[Entries supplied]
——

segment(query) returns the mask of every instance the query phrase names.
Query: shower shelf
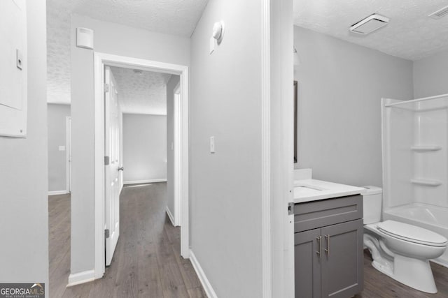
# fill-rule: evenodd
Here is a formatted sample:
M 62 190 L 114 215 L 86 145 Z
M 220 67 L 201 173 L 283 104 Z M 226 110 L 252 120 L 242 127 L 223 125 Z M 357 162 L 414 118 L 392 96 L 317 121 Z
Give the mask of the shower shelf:
M 426 186 L 438 186 L 442 185 L 442 181 L 433 179 L 412 179 L 411 182 L 414 184 L 425 185 Z
M 414 145 L 411 146 L 411 150 L 416 152 L 426 152 L 431 151 L 438 151 L 442 149 L 442 147 L 438 145 Z

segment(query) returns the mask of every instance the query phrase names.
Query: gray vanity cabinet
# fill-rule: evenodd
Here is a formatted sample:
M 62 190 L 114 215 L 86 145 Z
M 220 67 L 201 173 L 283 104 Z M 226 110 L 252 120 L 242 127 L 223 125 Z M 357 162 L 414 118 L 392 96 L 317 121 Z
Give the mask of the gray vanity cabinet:
M 362 197 L 295 205 L 295 297 L 348 298 L 363 290 Z

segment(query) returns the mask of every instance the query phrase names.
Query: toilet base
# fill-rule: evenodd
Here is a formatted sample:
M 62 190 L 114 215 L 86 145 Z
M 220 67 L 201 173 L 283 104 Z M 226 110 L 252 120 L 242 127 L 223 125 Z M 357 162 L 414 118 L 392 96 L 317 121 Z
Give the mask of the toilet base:
M 372 262 L 372 265 L 379 271 L 408 287 L 427 293 L 437 293 L 433 271 L 428 260 L 396 254 L 393 258 L 393 269 L 374 260 Z

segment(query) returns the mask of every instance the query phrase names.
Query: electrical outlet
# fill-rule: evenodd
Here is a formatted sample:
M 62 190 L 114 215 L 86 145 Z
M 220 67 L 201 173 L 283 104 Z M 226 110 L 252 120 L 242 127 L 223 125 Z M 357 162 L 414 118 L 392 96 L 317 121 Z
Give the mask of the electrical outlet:
M 215 137 L 210 137 L 210 153 L 215 153 Z

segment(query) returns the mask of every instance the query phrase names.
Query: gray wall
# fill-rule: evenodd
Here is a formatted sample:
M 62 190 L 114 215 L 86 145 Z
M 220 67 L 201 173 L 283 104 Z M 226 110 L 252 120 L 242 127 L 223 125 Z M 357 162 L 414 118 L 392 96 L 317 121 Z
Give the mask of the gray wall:
M 448 93 L 448 51 L 414 62 L 416 98 Z
M 210 0 L 192 36 L 191 249 L 220 297 L 262 296 L 261 15 L 258 0 Z
M 45 283 L 48 297 L 46 1 L 27 1 L 28 135 L 0 137 L 0 282 Z
M 76 47 L 76 28 L 94 31 L 96 52 L 190 65 L 190 38 L 71 17 L 71 273 L 94 267 L 94 57 Z
M 178 75 L 172 75 L 167 83 L 167 206 L 174 216 L 174 150 L 171 144 L 174 142 L 174 88 L 179 83 Z
M 167 179 L 167 117 L 123 114 L 123 180 Z
M 48 191 L 66 190 L 66 117 L 70 105 L 49 103 L 48 121 Z M 65 146 L 66 151 L 59 151 Z
M 294 40 L 299 167 L 381 186 L 381 98 L 414 97 L 412 62 L 297 27 Z

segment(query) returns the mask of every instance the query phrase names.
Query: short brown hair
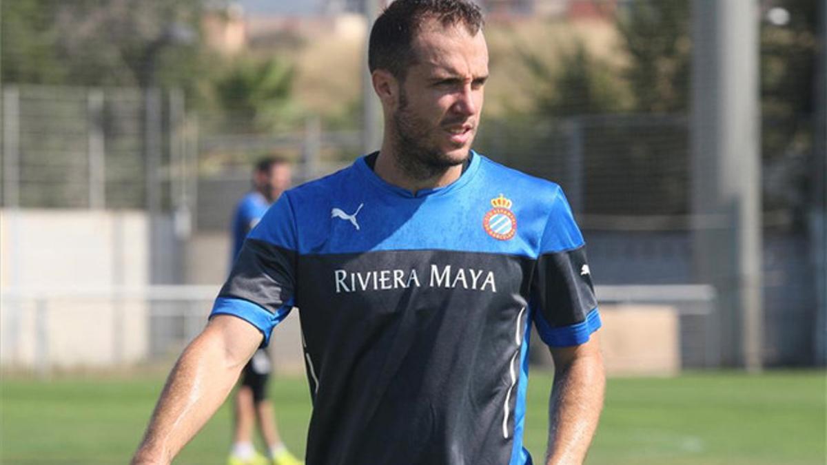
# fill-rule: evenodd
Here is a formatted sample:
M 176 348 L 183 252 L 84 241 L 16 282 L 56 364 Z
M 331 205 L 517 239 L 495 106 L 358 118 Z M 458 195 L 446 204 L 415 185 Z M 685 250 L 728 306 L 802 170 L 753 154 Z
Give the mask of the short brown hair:
M 255 171 L 256 173 L 269 173 L 270 170 L 276 165 L 284 165 L 289 163 L 289 161 L 283 156 L 270 156 L 260 158 L 258 161 L 256 162 Z
M 443 26 L 461 24 L 476 35 L 485 21 L 471 0 L 396 0 L 376 18 L 368 44 L 368 68 L 387 70 L 404 79 L 415 60 L 411 42 L 428 20 Z

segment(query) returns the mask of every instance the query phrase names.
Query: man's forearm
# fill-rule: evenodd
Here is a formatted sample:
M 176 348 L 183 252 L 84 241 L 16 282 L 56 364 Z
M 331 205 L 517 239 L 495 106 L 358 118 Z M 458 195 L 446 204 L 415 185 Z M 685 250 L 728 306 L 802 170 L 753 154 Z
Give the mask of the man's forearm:
M 597 429 L 605 390 L 600 352 L 557 367 L 549 402 L 547 465 L 583 463 Z
M 249 357 L 228 357 L 222 337 L 219 330 L 208 328 L 184 349 L 170 373 L 133 465 L 170 463 L 224 401 Z

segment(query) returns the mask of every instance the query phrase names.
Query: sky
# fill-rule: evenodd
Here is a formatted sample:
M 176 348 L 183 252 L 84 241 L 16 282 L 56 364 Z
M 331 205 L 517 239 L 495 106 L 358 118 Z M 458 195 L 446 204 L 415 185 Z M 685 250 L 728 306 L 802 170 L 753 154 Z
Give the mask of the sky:
M 247 13 L 308 14 L 316 11 L 319 0 L 239 0 Z

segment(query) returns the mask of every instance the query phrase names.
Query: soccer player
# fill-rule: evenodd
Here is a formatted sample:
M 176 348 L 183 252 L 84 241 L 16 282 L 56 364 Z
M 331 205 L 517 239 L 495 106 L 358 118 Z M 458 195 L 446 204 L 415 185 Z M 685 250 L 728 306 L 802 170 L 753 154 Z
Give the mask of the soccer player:
M 600 320 L 557 185 L 471 150 L 488 77 L 471 0 L 396 0 L 370 38 L 380 151 L 289 190 L 170 374 L 135 463 L 168 463 L 299 309 L 309 465 L 523 465 L 528 334 L 551 347 L 546 463 L 602 408 Z
M 238 256 L 250 231 L 264 213 L 290 185 L 291 170 L 287 160 L 266 157 L 256 164 L 253 189 L 238 202 L 232 217 L 232 259 Z M 270 352 L 260 348 L 244 367 L 241 381 L 235 396 L 235 429 L 232 450 L 227 465 L 299 465 L 301 463 L 281 442 L 267 398 L 267 381 L 272 363 Z M 259 429 L 268 446 L 269 459 L 256 452 L 253 430 L 258 419 Z

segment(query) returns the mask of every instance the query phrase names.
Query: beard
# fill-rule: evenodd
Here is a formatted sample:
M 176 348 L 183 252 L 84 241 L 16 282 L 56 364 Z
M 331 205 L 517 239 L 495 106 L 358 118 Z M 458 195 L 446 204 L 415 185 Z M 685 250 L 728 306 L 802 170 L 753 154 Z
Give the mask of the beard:
M 465 118 L 448 123 L 464 121 Z M 396 164 L 412 179 L 433 179 L 453 166 L 462 165 L 471 156 L 470 150 L 460 156 L 452 156 L 440 148 L 433 140 L 434 132 L 441 131 L 440 127 L 430 127 L 410 111 L 404 90 L 399 93 L 399 107 L 393 116 L 392 124 L 394 137 L 391 142 L 397 154 Z

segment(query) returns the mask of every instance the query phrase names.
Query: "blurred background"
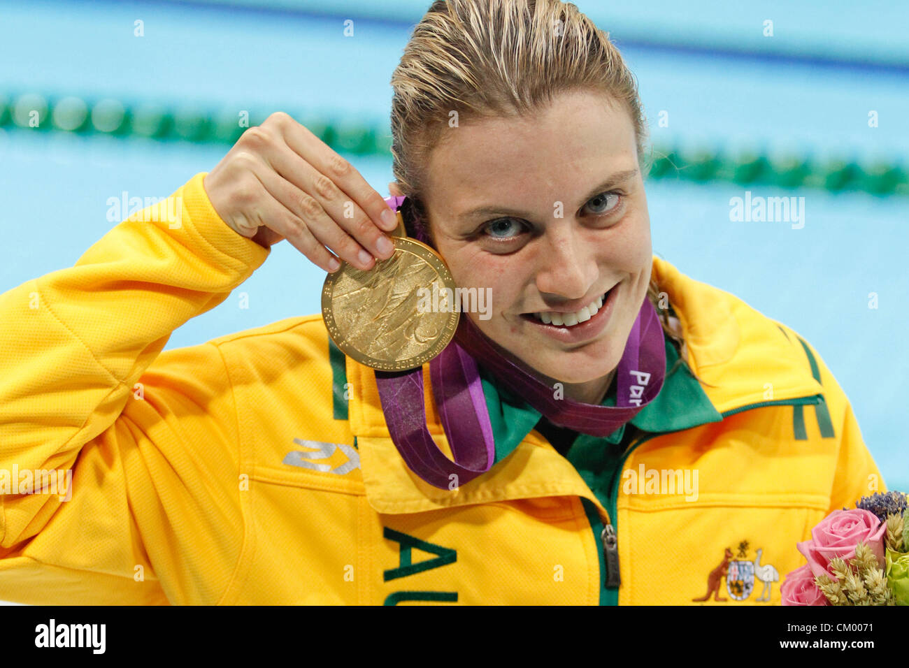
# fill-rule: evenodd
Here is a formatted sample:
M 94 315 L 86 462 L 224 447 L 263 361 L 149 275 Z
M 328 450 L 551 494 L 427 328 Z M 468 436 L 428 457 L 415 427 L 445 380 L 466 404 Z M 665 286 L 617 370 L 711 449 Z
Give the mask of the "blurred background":
M 387 194 L 388 82 L 429 4 L 0 2 L 0 292 L 71 266 L 115 224 L 110 198 L 210 171 L 242 111 L 286 111 Z M 640 85 L 654 252 L 811 342 L 909 491 L 909 5 L 575 4 Z M 733 220 L 746 192 L 804 197 L 804 226 Z M 167 347 L 317 313 L 324 278 L 280 244 Z

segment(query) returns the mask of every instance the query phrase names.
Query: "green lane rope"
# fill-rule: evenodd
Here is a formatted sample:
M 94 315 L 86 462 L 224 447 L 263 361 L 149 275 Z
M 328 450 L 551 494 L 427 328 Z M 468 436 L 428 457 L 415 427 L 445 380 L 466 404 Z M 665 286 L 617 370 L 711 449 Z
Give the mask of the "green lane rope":
M 391 134 L 385 126 L 306 117 L 306 115 L 291 115 L 339 153 L 390 154 Z M 264 120 L 265 115 L 254 114 L 248 119 L 248 126 L 260 125 Z M 26 93 L 17 96 L 0 94 L 0 128 L 7 126 L 31 132 L 231 145 L 240 138 L 247 125 L 241 125 L 236 109 L 207 112 L 188 106 L 128 105 L 109 98 L 94 102 L 79 97 L 55 99 Z M 769 156 L 742 151 L 656 146 L 649 177 L 909 196 L 909 176 L 897 162 L 859 165 L 836 158 L 816 160 L 810 155 Z

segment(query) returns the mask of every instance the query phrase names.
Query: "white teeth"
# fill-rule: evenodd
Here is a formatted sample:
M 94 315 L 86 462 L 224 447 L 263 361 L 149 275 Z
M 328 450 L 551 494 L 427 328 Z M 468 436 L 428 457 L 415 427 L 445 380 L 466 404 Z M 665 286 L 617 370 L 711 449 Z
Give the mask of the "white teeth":
M 578 323 L 584 323 L 596 315 L 597 312 L 603 308 L 604 295 L 601 294 L 589 304 L 575 311 L 573 314 L 560 314 L 554 311 L 541 311 L 534 314 L 534 317 L 542 320 L 546 324 L 564 325 L 571 327 Z

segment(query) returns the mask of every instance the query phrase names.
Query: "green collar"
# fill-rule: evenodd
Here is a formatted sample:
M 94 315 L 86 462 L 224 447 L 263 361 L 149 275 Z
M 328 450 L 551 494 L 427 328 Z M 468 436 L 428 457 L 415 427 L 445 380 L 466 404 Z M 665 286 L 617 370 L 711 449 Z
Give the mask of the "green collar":
M 631 424 L 642 431 L 660 434 L 723 420 L 723 415 L 710 403 L 700 383 L 688 368 L 683 364 L 676 365 L 679 354 L 668 338 L 665 339 L 665 346 L 666 376 L 663 388 L 631 419 Z M 492 375 L 483 366 L 480 366 L 480 379 L 489 409 L 495 440 L 495 462 L 498 463 L 530 434 L 542 415 L 524 399 L 514 396 L 504 387 L 496 386 Z M 603 405 L 615 405 L 614 389 L 610 389 Z M 621 443 L 624 428 L 623 424 L 602 440 L 610 444 Z

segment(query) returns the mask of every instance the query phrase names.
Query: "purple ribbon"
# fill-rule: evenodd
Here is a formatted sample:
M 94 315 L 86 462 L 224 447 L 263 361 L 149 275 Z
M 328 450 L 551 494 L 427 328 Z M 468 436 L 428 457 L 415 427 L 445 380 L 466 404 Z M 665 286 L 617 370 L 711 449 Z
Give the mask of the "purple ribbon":
M 404 200 L 385 201 L 396 210 Z M 653 401 L 663 387 L 666 367 L 663 328 L 648 299 L 634 319 L 616 369 L 615 406 L 555 398 L 554 388 L 509 359 L 463 314 L 454 338 L 429 362 L 433 395 L 454 462 L 439 450 L 426 427 L 423 368 L 375 371 L 382 411 L 398 453 L 411 471 L 440 489 L 470 482 L 489 471 L 495 460 L 477 360 L 554 424 L 594 436 L 608 436 Z

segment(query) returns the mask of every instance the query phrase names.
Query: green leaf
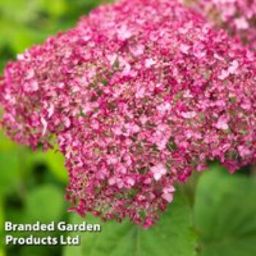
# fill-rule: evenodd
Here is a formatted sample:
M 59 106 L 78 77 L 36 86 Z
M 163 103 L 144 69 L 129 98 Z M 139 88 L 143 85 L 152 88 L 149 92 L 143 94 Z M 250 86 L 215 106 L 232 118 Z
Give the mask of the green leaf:
M 61 181 L 67 183 L 67 170 L 64 167 L 65 159 L 61 153 L 50 150 L 45 153 L 45 162 L 50 171 Z
M 219 170 L 203 174 L 195 206 L 200 256 L 256 255 L 255 198 L 255 178 Z
M 83 233 L 80 246 L 67 246 L 64 256 L 157 256 L 195 255 L 196 237 L 191 228 L 192 211 L 187 200 L 177 193 L 159 223 L 144 230 L 133 223 L 107 222 L 101 233 Z M 83 219 L 78 217 L 73 222 Z M 95 223 L 94 218 L 85 221 Z
M 1 195 L 11 193 L 17 189 L 21 180 L 21 170 L 20 155 L 17 147 L 4 137 L 0 139 L 0 195 Z
M 28 193 L 25 212 L 30 222 L 58 221 L 64 209 L 64 192 L 53 185 L 43 185 Z

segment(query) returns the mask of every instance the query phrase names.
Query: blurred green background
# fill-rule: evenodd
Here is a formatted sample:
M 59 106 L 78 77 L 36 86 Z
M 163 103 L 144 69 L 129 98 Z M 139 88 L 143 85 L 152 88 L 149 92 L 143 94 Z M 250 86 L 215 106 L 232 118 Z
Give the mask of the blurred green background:
M 79 17 L 102 1 L 0 0 L 0 74 L 17 53 L 72 27 Z M 107 223 L 100 233 L 81 233 L 80 246 L 5 246 L 5 220 L 83 220 L 67 213 L 64 198 L 67 182 L 59 153 L 32 152 L 0 131 L 0 256 L 256 255 L 255 175 L 248 167 L 230 176 L 216 164 L 178 186 L 174 202 L 148 230 L 127 222 Z M 99 222 L 91 217 L 86 221 Z

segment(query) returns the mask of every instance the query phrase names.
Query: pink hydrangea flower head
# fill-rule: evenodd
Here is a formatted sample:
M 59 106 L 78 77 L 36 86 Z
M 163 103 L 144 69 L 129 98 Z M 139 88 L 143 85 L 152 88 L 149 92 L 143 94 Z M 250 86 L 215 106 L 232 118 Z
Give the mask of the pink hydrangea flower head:
M 72 210 L 148 227 L 207 160 L 255 162 L 255 61 L 177 1 L 123 0 L 7 66 L 2 121 L 58 143 Z
M 255 0 L 185 1 L 214 23 L 225 28 L 256 50 L 256 1 Z

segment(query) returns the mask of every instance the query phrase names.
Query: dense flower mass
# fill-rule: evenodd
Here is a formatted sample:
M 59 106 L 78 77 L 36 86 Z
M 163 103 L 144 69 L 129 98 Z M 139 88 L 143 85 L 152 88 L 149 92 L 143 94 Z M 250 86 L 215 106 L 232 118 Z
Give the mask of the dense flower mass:
M 256 50 L 255 0 L 184 0 Z
M 3 124 L 58 142 L 72 210 L 148 227 L 207 160 L 255 162 L 255 74 L 254 53 L 177 1 L 123 0 L 7 65 Z

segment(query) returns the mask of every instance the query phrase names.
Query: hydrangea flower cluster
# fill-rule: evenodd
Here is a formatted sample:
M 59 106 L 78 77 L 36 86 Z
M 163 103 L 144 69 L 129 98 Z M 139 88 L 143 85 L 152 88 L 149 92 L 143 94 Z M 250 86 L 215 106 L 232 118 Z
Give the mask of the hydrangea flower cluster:
M 15 140 L 57 142 L 83 216 L 153 225 L 174 183 L 256 157 L 256 59 L 176 0 L 122 0 L 19 55 L 0 86 Z
M 256 1 L 189 0 L 187 2 L 195 2 L 194 7 L 201 13 L 207 14 L 232 36 L 256 50 Z

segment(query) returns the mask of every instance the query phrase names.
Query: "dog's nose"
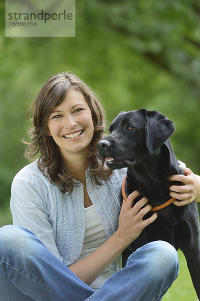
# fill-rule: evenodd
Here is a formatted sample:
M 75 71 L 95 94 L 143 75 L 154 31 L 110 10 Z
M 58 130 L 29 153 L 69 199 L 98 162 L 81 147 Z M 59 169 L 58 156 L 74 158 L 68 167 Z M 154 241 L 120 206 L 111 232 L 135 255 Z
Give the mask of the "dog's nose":
M 110 142 L 107 140 L 102 140 L 100 141 L 98 143 L 98 148 L 106 148 L 108 147 L 110 145 Z

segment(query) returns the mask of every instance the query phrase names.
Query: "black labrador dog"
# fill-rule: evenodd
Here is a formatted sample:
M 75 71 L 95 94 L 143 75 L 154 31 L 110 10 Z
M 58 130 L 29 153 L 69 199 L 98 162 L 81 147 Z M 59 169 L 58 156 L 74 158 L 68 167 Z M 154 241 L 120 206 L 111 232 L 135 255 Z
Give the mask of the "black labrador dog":
M 182 185 L 167 179 L 183 174 L 169 137 L 174 122 L 156 111 L 141 109 L 121 112 L 111 123 L 110 134 L 98 144 L 99 155 L 111 169 L 128 167 L 126 192 L 138 190 L 153 207 L 170 198 L 168 188 Z M 141 198 L 138 198 L 138 201 Z M 152 214 L 149 212 L 144 218 Z M 130 245 L 132 250 L 154 240 L 164 240 L 187 261 L 193 284 L 200 300 L 200 224 L 196 203 L 178 207 L 171 204 L 158 211 L 158 218 Z

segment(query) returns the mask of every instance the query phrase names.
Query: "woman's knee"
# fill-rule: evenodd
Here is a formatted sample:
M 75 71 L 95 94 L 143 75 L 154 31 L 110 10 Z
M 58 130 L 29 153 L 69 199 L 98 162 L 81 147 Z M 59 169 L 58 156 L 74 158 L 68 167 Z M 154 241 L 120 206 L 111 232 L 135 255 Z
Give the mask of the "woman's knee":
M 0 228 L 0 251 L 17 252 L 28 245 L 28 230 L 18 226 L 7 225 Z M 30 232 L 31 233 L 31 232 Z
M 136 258 L 143 262 L 146 269 L 152 276 L 156 274 L 157 277 L 162 276 L 165 273 L 176 278 L 178 275 L 177 251 L 166 241 L 158 240 L 148 243 L 136 250 L 132 255 L 133 260 Z
M 170 244 L 162 240 L 153 241 L 147 244 L 148 250 L 150 254 L 150 264 L 154 272 L 174 275 L 178 273 L 178 258 L 176 249 Z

——

Pull out every line in the records that contains the string "shower", treating uppercase and lowercase as different.

[Response below]
Query: shower shelf
Give the mask of the shower shelf:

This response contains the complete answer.